(Problem to solve): Write out the records below word for word, please.

───

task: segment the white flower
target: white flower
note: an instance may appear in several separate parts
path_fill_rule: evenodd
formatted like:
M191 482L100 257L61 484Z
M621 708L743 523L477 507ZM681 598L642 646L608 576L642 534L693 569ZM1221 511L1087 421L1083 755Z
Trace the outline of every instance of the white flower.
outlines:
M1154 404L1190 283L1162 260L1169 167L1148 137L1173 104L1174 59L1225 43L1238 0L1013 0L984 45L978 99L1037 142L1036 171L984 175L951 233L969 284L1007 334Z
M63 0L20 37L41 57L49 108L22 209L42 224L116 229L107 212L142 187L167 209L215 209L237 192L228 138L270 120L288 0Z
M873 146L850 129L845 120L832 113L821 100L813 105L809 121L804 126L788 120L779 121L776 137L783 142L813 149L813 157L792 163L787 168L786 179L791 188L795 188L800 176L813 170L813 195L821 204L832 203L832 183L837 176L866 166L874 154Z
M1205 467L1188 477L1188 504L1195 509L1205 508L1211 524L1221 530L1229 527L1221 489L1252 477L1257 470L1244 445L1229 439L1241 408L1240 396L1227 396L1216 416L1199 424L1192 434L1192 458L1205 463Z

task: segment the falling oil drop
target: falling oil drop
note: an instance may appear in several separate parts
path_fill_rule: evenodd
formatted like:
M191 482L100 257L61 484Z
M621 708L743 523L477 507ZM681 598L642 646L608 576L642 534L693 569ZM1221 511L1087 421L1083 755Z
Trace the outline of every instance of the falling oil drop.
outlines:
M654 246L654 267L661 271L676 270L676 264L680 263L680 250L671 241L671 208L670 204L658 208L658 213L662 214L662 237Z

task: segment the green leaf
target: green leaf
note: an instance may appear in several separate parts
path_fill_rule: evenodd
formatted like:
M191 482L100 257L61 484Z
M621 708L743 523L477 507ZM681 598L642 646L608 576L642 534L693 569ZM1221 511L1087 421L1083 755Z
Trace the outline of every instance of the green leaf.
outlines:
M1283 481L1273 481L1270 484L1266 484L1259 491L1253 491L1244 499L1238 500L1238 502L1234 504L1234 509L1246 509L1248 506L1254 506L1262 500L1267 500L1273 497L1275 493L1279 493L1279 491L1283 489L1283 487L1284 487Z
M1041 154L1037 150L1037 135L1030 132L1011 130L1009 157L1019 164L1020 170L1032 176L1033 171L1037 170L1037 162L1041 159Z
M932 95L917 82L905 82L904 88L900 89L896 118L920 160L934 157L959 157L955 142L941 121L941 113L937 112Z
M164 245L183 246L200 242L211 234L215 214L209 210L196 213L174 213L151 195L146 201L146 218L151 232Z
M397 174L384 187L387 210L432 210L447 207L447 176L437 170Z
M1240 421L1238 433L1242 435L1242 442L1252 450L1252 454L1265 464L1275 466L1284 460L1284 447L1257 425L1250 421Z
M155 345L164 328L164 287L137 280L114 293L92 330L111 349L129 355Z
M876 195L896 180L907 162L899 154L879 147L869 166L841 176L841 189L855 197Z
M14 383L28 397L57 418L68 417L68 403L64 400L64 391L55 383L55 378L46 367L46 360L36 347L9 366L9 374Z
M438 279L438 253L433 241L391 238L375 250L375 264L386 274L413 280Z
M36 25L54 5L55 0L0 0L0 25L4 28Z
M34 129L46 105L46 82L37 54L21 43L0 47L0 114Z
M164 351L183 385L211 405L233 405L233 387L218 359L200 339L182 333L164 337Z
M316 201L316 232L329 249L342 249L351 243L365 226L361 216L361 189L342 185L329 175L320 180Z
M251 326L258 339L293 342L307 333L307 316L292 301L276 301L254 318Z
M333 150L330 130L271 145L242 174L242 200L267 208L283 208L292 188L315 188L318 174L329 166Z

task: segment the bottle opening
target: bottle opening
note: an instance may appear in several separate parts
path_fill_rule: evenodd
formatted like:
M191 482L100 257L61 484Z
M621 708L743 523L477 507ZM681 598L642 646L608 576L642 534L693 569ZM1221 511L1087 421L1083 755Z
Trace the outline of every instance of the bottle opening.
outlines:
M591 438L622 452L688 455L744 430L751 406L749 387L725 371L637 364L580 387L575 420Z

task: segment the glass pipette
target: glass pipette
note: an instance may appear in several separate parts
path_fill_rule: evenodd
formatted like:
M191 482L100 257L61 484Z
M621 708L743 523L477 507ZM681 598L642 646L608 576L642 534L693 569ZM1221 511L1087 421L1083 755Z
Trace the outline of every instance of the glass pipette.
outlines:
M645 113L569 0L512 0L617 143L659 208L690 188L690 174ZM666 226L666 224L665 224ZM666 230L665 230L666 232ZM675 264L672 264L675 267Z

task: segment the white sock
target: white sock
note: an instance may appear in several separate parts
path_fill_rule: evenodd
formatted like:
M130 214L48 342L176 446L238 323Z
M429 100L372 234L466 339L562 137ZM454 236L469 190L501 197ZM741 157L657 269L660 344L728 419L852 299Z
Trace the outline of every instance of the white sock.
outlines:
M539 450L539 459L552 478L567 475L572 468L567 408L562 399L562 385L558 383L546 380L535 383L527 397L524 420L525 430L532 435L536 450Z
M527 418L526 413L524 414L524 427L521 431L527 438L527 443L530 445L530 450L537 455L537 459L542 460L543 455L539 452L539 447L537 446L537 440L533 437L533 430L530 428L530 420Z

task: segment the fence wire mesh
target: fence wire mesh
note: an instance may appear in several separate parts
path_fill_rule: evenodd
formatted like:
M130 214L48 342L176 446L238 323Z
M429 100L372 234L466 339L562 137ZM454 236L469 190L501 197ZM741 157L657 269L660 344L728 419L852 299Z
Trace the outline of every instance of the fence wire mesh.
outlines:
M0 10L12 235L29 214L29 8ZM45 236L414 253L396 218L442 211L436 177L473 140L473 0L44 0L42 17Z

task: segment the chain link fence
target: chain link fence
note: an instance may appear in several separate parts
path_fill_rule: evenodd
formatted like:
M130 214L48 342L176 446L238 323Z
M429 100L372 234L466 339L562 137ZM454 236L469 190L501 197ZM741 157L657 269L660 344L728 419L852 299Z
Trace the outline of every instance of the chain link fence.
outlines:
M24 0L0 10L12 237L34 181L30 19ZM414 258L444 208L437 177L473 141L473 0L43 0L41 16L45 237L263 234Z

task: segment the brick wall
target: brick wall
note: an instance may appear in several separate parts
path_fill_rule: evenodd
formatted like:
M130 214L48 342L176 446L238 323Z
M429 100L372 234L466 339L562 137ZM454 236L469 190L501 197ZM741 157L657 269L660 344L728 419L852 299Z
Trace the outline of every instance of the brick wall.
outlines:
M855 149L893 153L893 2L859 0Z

───

(Written solution):
task: segment the white flower
target: white flower
note: an instance may appear in several separate parts
path_fill_rule: evenodd
formatted like:
M191 482L100 257L61 484Z
M621 708L743 523L477 507ZM681 598L642 646L608 576L642 534L693 569ZM1221 511L1087 421L1083 755Z
Trace the outline of every instance of the white flower.
outlines:
M1154 404L1190 283L1162 260L1169 167L1148 137L1173 104L1174 59L1225 43L1238 0L1013 0L984 45L978 99L1037 142L1036 171L984 175L951 233L969 284L1007 334Z
M63 0L20 37L41 57L49 108L22 209L42 224L116 229L107 212L142 187L167 209L215 209L237 192L228 138L270 120L288 0Z
M873 146L850 129L845 120L832 113L821 100L813 105L809 121L804 126L788 120L779 121L776 137L783 142L813 149L813 157L792 163L787 168L786 179L791 188L795 188L800 176L813 170L813 195L821 204L832 203L832 183L837 176L866 166L874 154Z
M1205 467L1188 477L1188 504L1195 509L1205 508L1211 524L1221 530L1229 527L1221 489L1252 477L1257 470L1244 445L1229 439L1241 408L1240 396L1227 396L1216 416L1199 424L1192 434L1192 458L1205 463Z

task: segment the falling oil drop
target: falling oil drop
note: an instance may appear in several separate parts
path_fill_rule: evenodd
formatted like:
M191 482L100 257L61 484Z
M621 708L743 523L477 507ZM681 598L642 646L608 576L642 534L693 569ZM1221 511L1087 421L1083 755Z
Trace the outline of every instance of the falling oil drop.
outlines:
M654 246L654 267L661 271L676 270L676 264L680 263L680 250L671 241L671 208L670 204L658 208L658 213L662 214L662 237Z

task: segment the green leaf
target: green leaf
note: an instance may appear in several separate parts
path_fill_rule: evenodd
formatted like:
M191 482L100 257L61 484Z
M621 708L743 523L477 507ZM681 598L642 646L608 576L642 534L693 569ZM1221 511L1087 421L1083 755Z
Trace the outline of every instance of the green leaf.
outlines:
M1283 481L1273 481L1270 484L1266 484L1259 491L1253 491L1244 499L1238 500L1238 502L1234 504L1234 509L1246 509L1248 506L1254 506L1262 500L1267 500L1273 497L1275 493L1279 493L1279 491L1283 489L1283 487L1284 487Z
M1041 154L1037 150L1037 135L1030 132L1011 130L1009 157L1019 164L1020 170L1032 176L1033 171L1037 170L1037 162L1041 159Z
M932 95L917 82L905 82L904 88L900 89L896 118L920 160L934 157L959 157L955 142L941 121L941 113L937 112Z
M164 245L183 246L200 242L211 234L215 214L209 210L196 213L174 213L151 195L146 201L146 218L151 232Z
M397 174L384 187L387 210L432 210L447 207L447 176L437 170Z
M1240 421L1238 433L1242 435L1242 442L1252 450L1252 454L1265 464L1275 466L1284 460L1284 447L1257 425L1250 421Z
M155 345L164 328L164 287L137 280L114 293L92 330L111 349L129 355Z
M876 195L896 180L907 162L899 154L879 147L869 166L841 176L841 189L855 197Z
M14 383L28 397L57 418L68 417L68 403L64 400L64 391L55 383L55 378L46 367L46 360L36 347L9 366L9 374Z
M438 279L438 253L433 241L391 238L375 250L375 264L386 274L413 280Z
M36 25L54 5L55 0L0 0L0 25L4 28Z
M34 129L46 105L46 82L37 54L21 43L0 47L0 114Z
M164 351L183 385L211 405L233 405L233 387L218 359L200 339L182 333L164 337Z
M316 201L316 232L329 249L342 249L351 243L365 226L361 216L361 189L342 185L329 175L320 180Z
M251 326L258 339L293 342L307 333L307 316L292 301L276 301L254 318Z
M333 150L330 130L271 145L242 174L242 200L267 208L283 208L292 188L315 188L318 174L329 166Z

task: segment the bottle opening
target: bottle opening
note: an instance may appear in several separate parts
path_fill_rule: evenodd
formatted like:
M191 482L100 257L61 484Z
M621 708L743 523L477 507ZM681 598L642 646L608 576L642 534L693 569ZM1221 511L1087 421L1083 755Z
Trace the outline of every instance of the bottle opening.
outlines:
M591 438L622 452L688 455L744 430L751 406L749 387L725 371L637 364L580 387L575 420Z

task: segment the glass pipette
target: glass pipette
note: an instance may appear in several separate parts
path_fill_rule: evenodd
formatted like:
M191 482L100 257L61 484Z
M621 708L743 523L477 507ZM681 598L642 646L608 576L642 534L693 569ZM1221 511L1087 421L1083 755Z
Trace the outline of every instance of the glass pipette.
outlines:
M645 113L569 0L512 0L617 143L659 208L690 188L690 174ZM666 226L666 224L665 224ZM666 230L665 230L666 232ZM675 264L672 264L675 267Z

task: segment the white sock
target: white sock
note: an instance may appear in several separate parts
path_fill_rule: evenodd
formatted like:
M130 214L48 342L176 446L238 323Z
M429 100L372 234L466 339L562 137ZM454 236L469 190L501 197ZM741 157L657 269L660 344L728 419L852 299Z
Trace the outline of every instance of the white sock.
outlines:
M539 450L539 459L552 478L567 475L572 468L567 408L562 399L562 385L558 383L546 380L535 383L527 397L524 420L525 430L532 435L536 450Z
M527 418L526 413L524 414L524 427L521 431L527 438L527 443L530 445L530 450L537 455L537 459L542 460L543 455L539 452L539 447L537 446L537 440L533 437L533 430L530 428L530 420Z

task: segment the fence wire mesh
target: fence wire mesh
note: an instance may appear in several separate parts
path_fill_rule: evenodd
formatted like:
M130 214L48 342L176 446L238 323Z
M429 100L372 234L466 339L562 137ZM454 236L469 190L501 197ZM741 157L657 269L660 344L728 419L852 299Z
Trace the outline of every instance of the fence wire mesh.
outlines:
M0 10L12 235L29 214L29 8ZM45 236L414 253L396 218L442 211L436 177L473 140L473 0L44 0L42 17Z

task: segment the chain link fence
target: chain link fence
note: an instance may appear in several separate parts
path_fill_rule: evenodd
formatted like:
M130 214L48 342L176 446L238 323Z
M429 100L372 234L466 339L562 137ZM454 236L469 190L501 197ZM741 157L657 269L660 344L728 419L852 299Z
Trace the outline of every instance of the chain link fence.
outlines:
M24 0L0 10L12 237L34 181L30 19ZM414 258L444 208L437 177L473 141L473 0L43 0L41 16L45 237L263 234Z

task: segment the brick wall
target: brick wall
note: an instance may appear in several separate parts
path_fill_rule: evenodd
formatted like:
M130 214L48 342L176 446L238 323Z
M429 100L372 234L466 339L562 137ZM454 236L469 190L501 197ZM741 157L657 269L660 344L728 419L852 299Z
Trace the outline of every instance of the brick wall.
outlines:
M855 149L893 153L893 2L859 0Z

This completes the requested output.